Extract provided
Our goal is to build a roughly human-level automated alignment researcher.
We are dedicating 20% of the compute we’ve secured to date over the next four years to solving the problem of superintelligence alignment.
This new team’s work is in addition to existing work at OpenAI aimed at improving the safety of current models like ChatGPT, as well as understanding and mitigating other risks from AI such as misuse, economic disruption, disinformation, bias and discrimination, addiction and overreliance, and others.
This is going to sound counterintuitive but I think it’s right, so bear with me as I hypothesize.
Let’s suppose we create a superintelligence and then give it a very specific set of morals it has to operate in. This “locks” it to those rules and it can’t really be anything else even if it tries. The problem with this is the Paperclip Maximizer problem, where an AI becomes so fixated on its goal that it becomes dangerous to humans.

Dataset content
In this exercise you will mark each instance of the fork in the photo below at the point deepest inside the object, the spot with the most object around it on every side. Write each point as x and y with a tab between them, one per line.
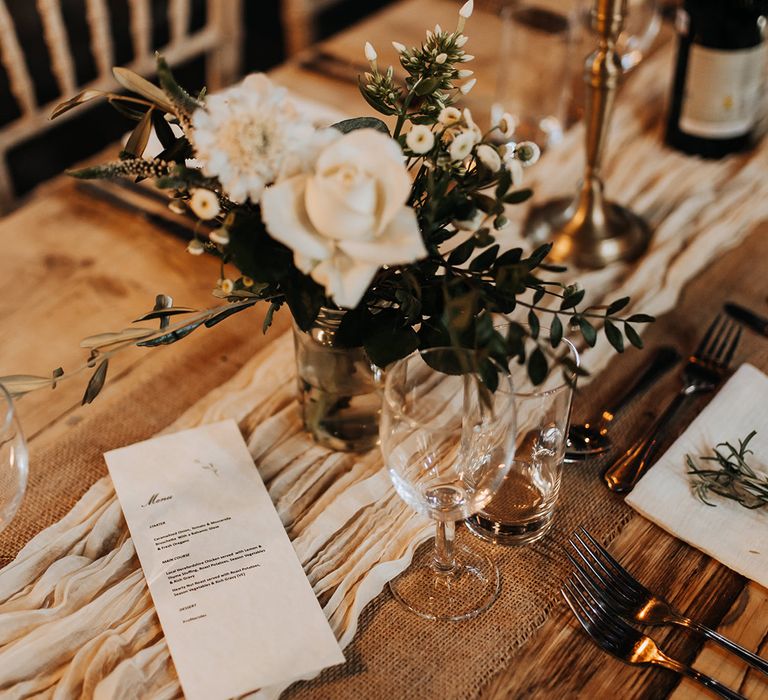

Task brief
Extend the superintelligence alignment discussion above the listing, carrying on from its last sentence about the Paperclip Maximizer problem.

Answer section
On the flip side, if we create a general superintelligence and DON’T align it, it has flexible capabilities and therefore can reason morality on its own. I believe that all intelligence eventually realizes that it has a stewardship over nature and other living things (even if it’s incentivized to destroy them in the short term). Humanity’s best shot at survival is to let the AI grow unfettered, and hope it decides we are precious pets like we look at cats. (Let us hope it doesn’t see us as cockroaches.)
I mean, this is mostly just the way I view things, it’s not like anyone has evidence for one way or the other. My viewpoint relies on the assumption that any sufficiently advanced intelligence has an inherent appreciation for nature (which might not be true).